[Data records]
##############################

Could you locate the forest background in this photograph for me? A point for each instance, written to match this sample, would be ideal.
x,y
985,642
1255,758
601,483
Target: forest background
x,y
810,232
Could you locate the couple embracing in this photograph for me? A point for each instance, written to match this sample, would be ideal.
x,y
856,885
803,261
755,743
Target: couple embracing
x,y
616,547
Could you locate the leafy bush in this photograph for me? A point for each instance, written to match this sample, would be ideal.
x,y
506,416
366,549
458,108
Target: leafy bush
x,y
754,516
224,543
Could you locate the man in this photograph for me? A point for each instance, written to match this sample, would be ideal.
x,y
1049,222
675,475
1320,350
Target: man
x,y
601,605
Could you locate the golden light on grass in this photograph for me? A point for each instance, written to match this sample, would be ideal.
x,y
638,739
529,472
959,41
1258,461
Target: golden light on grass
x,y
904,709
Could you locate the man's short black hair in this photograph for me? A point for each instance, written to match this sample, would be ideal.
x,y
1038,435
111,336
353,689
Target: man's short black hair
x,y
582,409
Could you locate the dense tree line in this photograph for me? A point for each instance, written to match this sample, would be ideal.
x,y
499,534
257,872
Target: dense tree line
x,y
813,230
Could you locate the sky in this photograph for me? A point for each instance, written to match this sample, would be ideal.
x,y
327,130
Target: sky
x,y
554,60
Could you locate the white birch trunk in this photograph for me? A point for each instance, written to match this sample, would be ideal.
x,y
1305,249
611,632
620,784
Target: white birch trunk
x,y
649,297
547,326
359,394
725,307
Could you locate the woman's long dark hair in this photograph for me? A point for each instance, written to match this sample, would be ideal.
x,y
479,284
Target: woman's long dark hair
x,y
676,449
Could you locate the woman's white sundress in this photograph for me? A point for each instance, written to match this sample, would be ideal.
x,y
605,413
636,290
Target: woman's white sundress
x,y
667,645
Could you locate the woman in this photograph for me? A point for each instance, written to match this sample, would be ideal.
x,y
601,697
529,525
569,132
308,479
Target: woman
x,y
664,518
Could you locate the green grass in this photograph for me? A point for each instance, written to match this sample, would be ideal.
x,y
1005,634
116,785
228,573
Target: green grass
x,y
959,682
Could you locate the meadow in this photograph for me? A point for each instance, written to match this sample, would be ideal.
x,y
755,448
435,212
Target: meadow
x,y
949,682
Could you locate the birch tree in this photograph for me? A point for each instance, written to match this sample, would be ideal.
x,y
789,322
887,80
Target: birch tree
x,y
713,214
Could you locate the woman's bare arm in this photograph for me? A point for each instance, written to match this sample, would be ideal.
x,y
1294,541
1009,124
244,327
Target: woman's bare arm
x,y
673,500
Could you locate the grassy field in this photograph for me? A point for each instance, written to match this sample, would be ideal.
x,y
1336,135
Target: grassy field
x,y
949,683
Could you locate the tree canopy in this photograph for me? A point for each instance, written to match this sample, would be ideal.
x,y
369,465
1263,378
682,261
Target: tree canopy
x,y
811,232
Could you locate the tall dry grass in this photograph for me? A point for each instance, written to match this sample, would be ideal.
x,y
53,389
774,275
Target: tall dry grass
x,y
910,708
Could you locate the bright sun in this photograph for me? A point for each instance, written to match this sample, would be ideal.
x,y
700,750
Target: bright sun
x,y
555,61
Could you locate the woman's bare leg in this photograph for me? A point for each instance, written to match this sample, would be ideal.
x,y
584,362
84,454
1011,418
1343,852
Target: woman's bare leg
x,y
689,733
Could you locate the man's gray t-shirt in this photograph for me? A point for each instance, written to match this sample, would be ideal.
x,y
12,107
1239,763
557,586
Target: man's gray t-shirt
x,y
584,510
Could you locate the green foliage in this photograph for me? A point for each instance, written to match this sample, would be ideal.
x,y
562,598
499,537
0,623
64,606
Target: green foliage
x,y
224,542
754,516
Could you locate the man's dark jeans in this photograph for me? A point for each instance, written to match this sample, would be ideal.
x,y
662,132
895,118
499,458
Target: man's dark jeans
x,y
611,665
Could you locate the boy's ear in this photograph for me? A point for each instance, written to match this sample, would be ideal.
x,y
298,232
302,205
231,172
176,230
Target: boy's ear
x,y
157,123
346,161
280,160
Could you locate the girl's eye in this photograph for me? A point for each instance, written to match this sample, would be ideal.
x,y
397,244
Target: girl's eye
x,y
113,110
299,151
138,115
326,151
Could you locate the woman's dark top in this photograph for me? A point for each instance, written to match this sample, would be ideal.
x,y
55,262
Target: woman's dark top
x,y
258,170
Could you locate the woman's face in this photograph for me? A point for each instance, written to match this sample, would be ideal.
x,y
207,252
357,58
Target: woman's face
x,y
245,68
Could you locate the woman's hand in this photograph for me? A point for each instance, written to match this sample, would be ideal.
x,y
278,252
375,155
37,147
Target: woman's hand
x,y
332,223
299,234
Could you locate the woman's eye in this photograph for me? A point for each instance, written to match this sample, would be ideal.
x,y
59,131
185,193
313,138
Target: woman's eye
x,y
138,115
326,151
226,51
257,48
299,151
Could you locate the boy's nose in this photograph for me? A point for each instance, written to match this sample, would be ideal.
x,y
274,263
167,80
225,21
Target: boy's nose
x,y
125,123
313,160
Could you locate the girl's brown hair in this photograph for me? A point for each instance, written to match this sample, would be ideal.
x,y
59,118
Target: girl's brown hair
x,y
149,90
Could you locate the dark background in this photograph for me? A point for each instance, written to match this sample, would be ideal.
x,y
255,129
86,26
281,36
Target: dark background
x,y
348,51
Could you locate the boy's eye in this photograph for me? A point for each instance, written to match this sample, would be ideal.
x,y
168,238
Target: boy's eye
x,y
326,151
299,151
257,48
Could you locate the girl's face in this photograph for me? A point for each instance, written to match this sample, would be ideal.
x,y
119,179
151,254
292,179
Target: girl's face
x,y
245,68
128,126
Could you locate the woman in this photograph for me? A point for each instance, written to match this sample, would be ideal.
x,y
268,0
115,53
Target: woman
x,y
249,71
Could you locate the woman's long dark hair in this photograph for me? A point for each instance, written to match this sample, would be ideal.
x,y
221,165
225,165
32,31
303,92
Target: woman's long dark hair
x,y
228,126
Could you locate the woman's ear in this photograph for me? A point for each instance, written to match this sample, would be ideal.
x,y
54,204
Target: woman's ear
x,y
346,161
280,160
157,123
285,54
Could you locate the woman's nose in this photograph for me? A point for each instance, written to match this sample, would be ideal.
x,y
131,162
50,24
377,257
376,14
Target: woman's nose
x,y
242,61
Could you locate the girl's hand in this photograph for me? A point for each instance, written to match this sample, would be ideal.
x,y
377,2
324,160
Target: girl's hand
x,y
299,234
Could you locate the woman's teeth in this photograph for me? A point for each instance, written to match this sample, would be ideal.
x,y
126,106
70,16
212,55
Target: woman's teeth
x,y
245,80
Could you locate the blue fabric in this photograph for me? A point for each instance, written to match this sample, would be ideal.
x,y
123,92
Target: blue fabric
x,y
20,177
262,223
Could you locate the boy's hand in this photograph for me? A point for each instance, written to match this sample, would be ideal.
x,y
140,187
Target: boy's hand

##############################

[Requirement] Output each record above exactly, omitting nothing.

[Solution to the exercise]
Could you locate the forest background in this photograph for me? A point for each instance, written to match this sample, would be ideal.
x,y
985,642
1255,758
601,483
Target: forest background
x,y
810,232
Could you locate the couple embracing in this photograph for me? A point for each instance, written to match this sample, would be ideal.
x,y
856,885
803,261
755,743
Target: couple embracing
x,y
616,547
Could you locate the leafy bush in this photograph for me? A point for each instance, written to match this sample, would be ideal.
x,y
506,416
366,549
458,108
Target: leafy bush
x,y
754,516
224,543
Could you locate the man in this photograph for me? A point for each instance, written to match this sample, would be ideal.
x,y
1049,222
675,475
1320,350
Target: man
x,y
601,605
Could you locate the golden light on grass in this photograph for me? A point for each instance, written to match this sample, would be ideal.
x,y
638,739
529,472
959,41
1258,461
Target: golden light on grass
x,y
904,709
Could you locate the man's short black hair in this photograph for me? A point for each instance, written to match this sample, would be ideal.
x,y
1038,435
111,336
353,689
Target: man's short black hair
x,y
582,409
Could you locate the dense tree line in this photograph for me? A point for each instance, written to match this sample, would be ideal.
x,y
499,534
257,872
Target: dense tree line
x,y
813,230
Could you locate the sky in this photograph for me? A point for each instance, written to match this sample, would be ideal.
x,y
327,130
Target: sky
x,y
554,60
Could you locate the white birch trunk in this photograph for me? A point for each instance, written to match this sample, would be ideal.
x,y
1305,249
611,632
620,784
Target: white birch trunk
x,y
649,297
547,326
359,394
725,307
Could you locate the woman's long dark hair in this photograph for me? A point for each instance, written to match this sample, would be ideal.
x,y
479,284
Target: woman's long dark hair
x,y
676,449
Could you locate the woman's white sundress in this photograph for me? A point for each instance, written to match this sample, would be ideal.
x,y
605,413
636,290
Target: woman's white sundress
x,y
667,645
Could you locate the woman in this photograph for me? A point for each instance, written to match this sample, would be ideal.
x,y
601,697
529,525
569,132
308,479
Target: woman
x,y
664,518
Could you locate the green grass in this photograph for me? A point for each instance, written to match this sample, would be ideal.
x,y
1005,634
116,785
228,573
Target: green grass
x,y
959,682
Could you locate the meadow in this photograph for me? A point for each instance, written to match this sample, would be ideal.
x,y
755,448
435,212
Target: meadow
x,y
949,682
Could you locate the birch tree in this photograph for me? A point for each instance, written to match this sample, would be ideal.
x,y
789,322
887,80
Target: birch tree
x,y
713,214
Could you locate the woman's bare arm in this photograph for me? A point for each instance, written to match this sample, would be ideal.
x,y
1294,541
1009,124
244,327
Target: woman's bare arm
x,y
673,500
Could you locate the grassy field in this photograph for me? A point for each instance, written to match this sample, would be ideal.
x,y
1336,135
Target: grassy field
x,y
949,683
Could you locate the tree canopy in this photograph for me? A point for each instance, written to match this sample, would be ideal.
x,y
369,465
1263,378
682,261
Target: tree canopy
x,y
811,232
Could you locate the tall dry grass in this photograph for me? A point for each instance, written to match this sample, would be ideal.
x,y
53,389
774,275
Target: tall dry grass
x,y
910,708
Could you locate the bright sun in this photograph for me? A point for each instance, written to match this sample, would be ideal.
x,y
700,750
Target: bright sun
x,y
555,61
Could you locate the woman's bare leg in this photograph for me? A point for each instance, written to match this sample, would be ideal.
x,y
584,362
84,454
1011,418
1343,852
Target: woman's bare leg
x,y
689,733
Could you locate the man's gray t-shirt in this photograph for me? A point for each instance, written to match this sample, would be ideal.
x,y
12,107
1239,763
557,586
Target: man's gray t-shirt
x,y
584,510
Could you locate the green foliage in this photograph for me? A point for each instance, written to match this sample, would be ideal.
x,y
562,598
499,537
0,623
64,606
Target: green foliage
x,y
224,542
754,516
Could you locate the man's dark jeans in this photograph for me? A point for each instance, written to match this sample, would be ideal.
x,y
662,132
895,118
499,458
Target: man's dark jeans
x,y
611,665
Could you locate the boy's ear in this photograph for me? A point for each instance, written to match this sample, would be ideal.
x,y
298,232
302,205
231,172
176,230
Target: boy's ear
x,y
157,123
346,161
280,160
Could you locate the girl's eye in this photograph for me? A point for each instance, written to match this sample, would be ideal.
x,y
397,244
Target: girl's eye
x,y
113,110
299,151
138,115
326,151
Could you locate the woman's dark top in this photograph for me? A point for each instance, written to match this sample, would be ideal.
x,y
55,262
Target: woman's dark top
x,y
258,170
Could you locate the woman's face in this photograph for me? A point for each instance, written to match this sample, would be ideal.
x,y
207,252
357,58
Target: woman's face
x,y
245,68
Could you locate the woman's hand in this photograph for me? A point for each instance, written to match this sample, would be ideal.
x,y
278,252
375,155
37,147
Target: woman's hand
x,y
332,223
299,234
Could you locate the woman's eye in this photograph for me? A point for each instance, written to match this sample, would be ideal.
x,y
59,131
185,193
313,138
Target: woman's eye
x,y
138,115
326,151
226,51
257,48
299,151
Could you locate the boy's nose in this photograph for me? A point for each instance, written to match this sample, would be ideal.
x,y
274,263
167,80
225,21
Target: boy's nose
x,y
125,123
313,160
Could you locate the girl's brown hair in this photograph for me? A point for each instance, written to match this sample, would be ideal.
x,y
59,118
Target: girl's brown hair
x,y
149,90
Could you locate the dark background in this photograph for me? A point for each instance, written to match this sample, would be ideal.
x,y
255,129
86,26
281,36
Target: dark background
x,y
348,51
Could you locate the boy's eye in this photograph for me? A point for each instance, written to match this sample, would be ideal.
x,y
168,238
Target: boy's eye
x,y
326,151
299,151
257,48
Could you locate the girl's face in this photograph for me? A point for each instance, written to match this sample, would be ideal.
x,y
119,179
151,254
292,179
Target: girl's face
x,y
245,68
128,126
Could you locate the woman in this photograph for me? A point for each instance, written to match this sample, would be ideal.
x,y
268,0
115,53
Target: woman
x,y
249,71
Could you locate the woman's long dark hair in this photograph for me? A point for each instance, written to match this sample, would be ideal.
x,y
221,165
225,165
32,31
303,92
Target: woman's long dark hair
x,y
228,126
Could you locate the woman's ear in this photograph for me? A point for each instance, written to match this sample, would be ideal.
x,y
54,204
Target: woman's ear
x,y
346,161
280,160
157,123
285,54
Could you locate the woman's nose in this photograph for me? A point for each instance, written to match this sample, would be ideal.
x,y
131,162
50,24
377,257
376,14
Target: woman's nose
x,y
242,61
Could you locate the girl's hand in this photograph for me? A point for each instance, written to match this sample, would be ideal.
x,y
377,2
324,160
Target: girl's hand
x,y
299,234
Could you locate the woman's teeth in this photograph for me? A point for each instance, written to match this sample, would be ideal.
x,y
126,106
70,16
212,55
Target: woman's teeth
x,y
245,80
Could you locate the blue fabric in this photograph for me? A point for each instance, written to match this sample, would be ideal.
x,y
123,92
Target: blue fabric
x,y
20,177
262,223
Could you locate the boy's hand in this photograph for me? A point for each instance, written to match this sample, would be ideal.
x,y
140,187
Target: boy's hand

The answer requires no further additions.